(Beginning of EXCERPT PROVIDED)

A new study associated virtual reality (VR) headset use with a reduced risk of dry eye in healthy patients, which authors said is due to elevated temperature inside the headset.
While previous studies have examined tear-film stability before and after VR headset use, real-time changes in tear-film behaviour during VR headset use have remained unexplored. To address this gap, Associate Professor Yoshiro Okazaki from Waseda University, Japan, and Visiting Professor Dr Norihiko Yokoi from the Kyoto Prefectural University of Medicine, Japan, designed a novel method using VR headsets with an ultra-compact camera for real-time observation of tear-film dynamics.
Published by Nature Scientific Reports, the study’s 14 healthy participants played a VR game for 30 minutes while the built-in camera monitored changes in their tear film lipid-layer interference pattern at baseline and every five minutes during brief pauses. The researchers found the tear film’s lipid-layer interference grade increased, indicating thickening of the lipid layer. Additionally, the corneal and upper eyelid temperatures increased significantly after the VR session. “These findings suggest that the periocular warming inside the headset may have led to the thickening of the tear-film lipid layer,” said A/Prof Okazaki.

(End of EXCERPT PROVIDED)
(Beginning of GIVEN RECORDS)

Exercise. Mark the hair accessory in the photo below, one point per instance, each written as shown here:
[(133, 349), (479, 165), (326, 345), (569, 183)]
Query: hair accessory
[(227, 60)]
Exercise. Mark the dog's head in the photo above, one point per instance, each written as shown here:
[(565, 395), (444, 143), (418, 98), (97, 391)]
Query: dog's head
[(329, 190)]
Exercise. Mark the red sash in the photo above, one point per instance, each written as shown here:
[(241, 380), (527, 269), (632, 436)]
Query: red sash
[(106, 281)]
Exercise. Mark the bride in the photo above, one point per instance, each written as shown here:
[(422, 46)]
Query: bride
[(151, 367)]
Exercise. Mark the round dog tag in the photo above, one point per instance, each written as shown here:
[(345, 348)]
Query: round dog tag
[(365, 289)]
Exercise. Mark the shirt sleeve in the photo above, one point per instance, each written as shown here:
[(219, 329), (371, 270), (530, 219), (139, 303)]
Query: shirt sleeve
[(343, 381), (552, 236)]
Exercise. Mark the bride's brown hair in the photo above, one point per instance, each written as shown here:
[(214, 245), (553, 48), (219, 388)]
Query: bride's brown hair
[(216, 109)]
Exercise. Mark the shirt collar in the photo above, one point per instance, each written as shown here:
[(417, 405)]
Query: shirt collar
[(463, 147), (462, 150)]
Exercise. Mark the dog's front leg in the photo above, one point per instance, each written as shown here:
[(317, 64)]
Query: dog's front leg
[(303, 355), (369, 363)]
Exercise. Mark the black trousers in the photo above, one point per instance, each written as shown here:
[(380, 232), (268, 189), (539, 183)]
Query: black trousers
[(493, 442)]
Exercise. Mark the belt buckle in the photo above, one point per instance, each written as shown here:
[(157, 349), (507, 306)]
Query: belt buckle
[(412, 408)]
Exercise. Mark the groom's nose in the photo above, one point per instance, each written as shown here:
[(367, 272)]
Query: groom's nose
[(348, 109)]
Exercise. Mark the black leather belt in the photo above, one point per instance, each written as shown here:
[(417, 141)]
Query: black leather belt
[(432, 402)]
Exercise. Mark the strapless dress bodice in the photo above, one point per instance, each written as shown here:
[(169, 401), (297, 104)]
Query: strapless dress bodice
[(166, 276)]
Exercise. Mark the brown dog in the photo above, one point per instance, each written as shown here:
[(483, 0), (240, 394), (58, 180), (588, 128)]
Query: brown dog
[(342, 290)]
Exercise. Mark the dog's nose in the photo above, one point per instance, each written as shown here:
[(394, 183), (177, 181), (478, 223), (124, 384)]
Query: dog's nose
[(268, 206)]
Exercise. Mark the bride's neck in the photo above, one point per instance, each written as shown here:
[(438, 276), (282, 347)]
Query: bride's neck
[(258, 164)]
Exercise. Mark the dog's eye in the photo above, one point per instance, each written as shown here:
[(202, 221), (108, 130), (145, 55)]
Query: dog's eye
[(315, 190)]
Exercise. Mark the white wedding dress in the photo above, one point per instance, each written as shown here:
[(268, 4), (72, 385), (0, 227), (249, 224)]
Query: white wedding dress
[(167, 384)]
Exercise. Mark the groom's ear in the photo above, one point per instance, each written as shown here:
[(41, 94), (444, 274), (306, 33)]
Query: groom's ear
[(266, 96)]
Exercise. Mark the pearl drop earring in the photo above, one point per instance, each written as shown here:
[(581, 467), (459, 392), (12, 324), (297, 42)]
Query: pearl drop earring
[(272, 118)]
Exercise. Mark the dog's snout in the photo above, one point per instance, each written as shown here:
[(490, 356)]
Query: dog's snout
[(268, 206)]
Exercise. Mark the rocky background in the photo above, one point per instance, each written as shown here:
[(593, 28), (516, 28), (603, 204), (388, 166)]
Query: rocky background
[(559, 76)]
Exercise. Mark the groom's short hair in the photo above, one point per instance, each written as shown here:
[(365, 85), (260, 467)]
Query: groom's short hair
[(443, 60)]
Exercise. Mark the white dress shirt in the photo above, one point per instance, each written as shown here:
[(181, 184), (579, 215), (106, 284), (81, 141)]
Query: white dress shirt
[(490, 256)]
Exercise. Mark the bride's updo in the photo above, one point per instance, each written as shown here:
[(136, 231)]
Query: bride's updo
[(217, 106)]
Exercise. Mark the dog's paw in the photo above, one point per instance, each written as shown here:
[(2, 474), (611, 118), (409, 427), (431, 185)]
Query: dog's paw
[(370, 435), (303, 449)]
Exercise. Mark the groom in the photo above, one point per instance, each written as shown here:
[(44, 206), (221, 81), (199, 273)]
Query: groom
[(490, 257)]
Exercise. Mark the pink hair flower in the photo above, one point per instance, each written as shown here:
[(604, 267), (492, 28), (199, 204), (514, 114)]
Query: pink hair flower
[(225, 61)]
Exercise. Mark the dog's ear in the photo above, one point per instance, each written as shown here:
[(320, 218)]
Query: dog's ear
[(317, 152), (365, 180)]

(End of GIVEN RECORDS)

Extend the article on the VR headset and dry eye study, picking up after its last sentence.

While not intended as a health claim, these findings provide insights into how the thermal environment inside VR headsets may influence tear-film behaviour, he said. “This is useful not just for the users but also for the headset designers who are involved in developing future VR systems.”
However, since the study’s subjects were healthy participants, questions remain about whether similar results would be seen in individuals with dry eye disease or meibomian gland dysfunction; neither did it include a non-headset control group, noted A/Prof Okazaki, adding the team plans to resolve these questions with subsequent work.